**Document passage**
RENTON — Much like Andrew Luck, his old college teammate at Stanford, Doug Baldwin listened to his aching body and walked away from football in May.

Now it’s barely a week from the start of the NFL season, and Baldwin’s former Seahawks teammates are assembled at the Virginia Mason Athletic Center, fervently preparing for the opener. Baldwin, a still-vital 30, sits in street clothes a few miles down the road at Renton City Hall, explaining that it doesn’t feel weird at all to be absent from the game, and the process, that was his life for so long.

“I thought it would be, but I’ve got other things I’m focused on – like building a community center,” he said.

That’s Baldwin’s passion now — a project he helped galvanize and one that now has an end in sight. For Baldwin, the Family First Community Center is a way to give back to Renton for the welcoming spirit it provided him when he arrived in 2011, and to recreate the sort of nurturing facility that helped sustain him during his youth in Florida.

“I want people to feel like this is their second home,” he explained Wednesday. “This is a place they can come and feel safe and feel loved.”

The hope is for a groundbreaking at the site near Cascade Elementary School next February, and for the doors to open in the middle of 2021. The public-private project has already raised $10.5 million, including a $1 million contribution from Baldwin, $70,000 from the Seahawks, and $4 million authorized by the Renton City Council.


They are seeking to raise another $5 million, which is a big reason Baldwin is doing a series of interviews this week hoping to bring visibility to the project. It’s his first public statements since he essentially announced his retirement in mid-May with a tweet storm entitled, “A letter to my younger self.”

**Records for processing**
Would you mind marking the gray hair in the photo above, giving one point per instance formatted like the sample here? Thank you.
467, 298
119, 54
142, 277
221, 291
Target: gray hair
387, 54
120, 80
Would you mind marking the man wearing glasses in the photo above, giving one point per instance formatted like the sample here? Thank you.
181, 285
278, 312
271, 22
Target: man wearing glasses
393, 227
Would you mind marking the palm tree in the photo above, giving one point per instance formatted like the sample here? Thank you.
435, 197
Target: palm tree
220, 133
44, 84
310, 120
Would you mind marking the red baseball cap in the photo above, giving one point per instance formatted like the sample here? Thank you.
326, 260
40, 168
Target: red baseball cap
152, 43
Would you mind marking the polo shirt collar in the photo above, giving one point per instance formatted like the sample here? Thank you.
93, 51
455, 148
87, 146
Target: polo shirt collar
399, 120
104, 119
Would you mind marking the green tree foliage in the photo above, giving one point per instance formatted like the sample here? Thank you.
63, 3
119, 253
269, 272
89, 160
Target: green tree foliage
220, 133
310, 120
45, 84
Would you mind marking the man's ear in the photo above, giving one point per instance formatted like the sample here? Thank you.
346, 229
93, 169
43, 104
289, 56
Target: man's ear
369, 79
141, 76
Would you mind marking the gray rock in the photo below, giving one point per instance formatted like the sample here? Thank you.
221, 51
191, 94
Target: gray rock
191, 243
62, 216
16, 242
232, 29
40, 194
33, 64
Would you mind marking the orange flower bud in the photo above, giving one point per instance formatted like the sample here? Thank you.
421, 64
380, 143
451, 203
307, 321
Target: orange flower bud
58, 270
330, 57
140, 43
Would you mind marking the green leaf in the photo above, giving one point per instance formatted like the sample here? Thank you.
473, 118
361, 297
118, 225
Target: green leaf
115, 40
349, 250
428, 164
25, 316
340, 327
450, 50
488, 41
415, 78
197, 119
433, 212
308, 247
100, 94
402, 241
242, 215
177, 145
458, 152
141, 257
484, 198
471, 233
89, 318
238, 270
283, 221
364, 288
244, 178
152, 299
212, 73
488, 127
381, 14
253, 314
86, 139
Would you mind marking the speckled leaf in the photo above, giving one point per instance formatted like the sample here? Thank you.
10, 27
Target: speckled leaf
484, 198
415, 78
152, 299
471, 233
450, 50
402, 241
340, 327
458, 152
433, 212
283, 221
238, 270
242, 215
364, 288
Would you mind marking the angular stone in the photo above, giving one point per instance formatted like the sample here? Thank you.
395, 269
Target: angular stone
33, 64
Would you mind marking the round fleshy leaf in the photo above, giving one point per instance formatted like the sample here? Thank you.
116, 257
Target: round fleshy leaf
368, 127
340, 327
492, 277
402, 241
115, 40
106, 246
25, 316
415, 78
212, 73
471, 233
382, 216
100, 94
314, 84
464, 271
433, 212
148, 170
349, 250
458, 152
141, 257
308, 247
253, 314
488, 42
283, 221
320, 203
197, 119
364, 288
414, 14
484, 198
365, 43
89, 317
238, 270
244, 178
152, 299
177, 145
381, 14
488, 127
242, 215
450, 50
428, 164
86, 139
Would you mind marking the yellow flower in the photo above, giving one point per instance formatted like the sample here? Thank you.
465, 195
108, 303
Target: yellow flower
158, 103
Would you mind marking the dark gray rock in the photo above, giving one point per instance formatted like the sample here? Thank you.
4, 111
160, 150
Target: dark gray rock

**To-do list**
[1] Report every line of the entries above that contains the string "stone".
[2] Continue the news article on Doug Baldwin and the Renton community center project, starting after its final sentence.

**Task results**
[1]
Would you mind marking the angular stone in the photo above, giving one point per instance formatted like the sample here? Thank you.
Target: angular stone

[2]
The 20-tweet thread was a retrospective on the ups and downs of his life and career, and a tribute to important people in it. It ended with a scene from “Game of Thrones” with the caption, “My watch has ended.”

Baldwin, a two-time Pro Bowl receiver during his eight-year Seattle career, said he wrestled over whether to make any sort of public statement.

“I didn’t want to make it seem like I’m special,” he said, but added that he did it with his children in mind. Baldwin and his wife have an infant daughter.

“If I could leave something for them to understand who their father was and where he was at in that process, that was really why I did it,” he said. “And I did it online so it could live in perpetuity. It was emotional, for sure.”

Baldwin suffered a series of injuries in 2018 and characterized the season as “hell.” When it ended, he had surgeries on his groin, shoulder and knee, forcing his decision to step away. When I asked him if it would have been physically possible to play this season, he gave a long pause.


“I mean, yeah, I could go out there and run around, but not in a capacity that would be beneficial to anybody,” he said finally. “I wouldn’t have been anything for the Seahawks, and it only would have been a detriment to my health even further.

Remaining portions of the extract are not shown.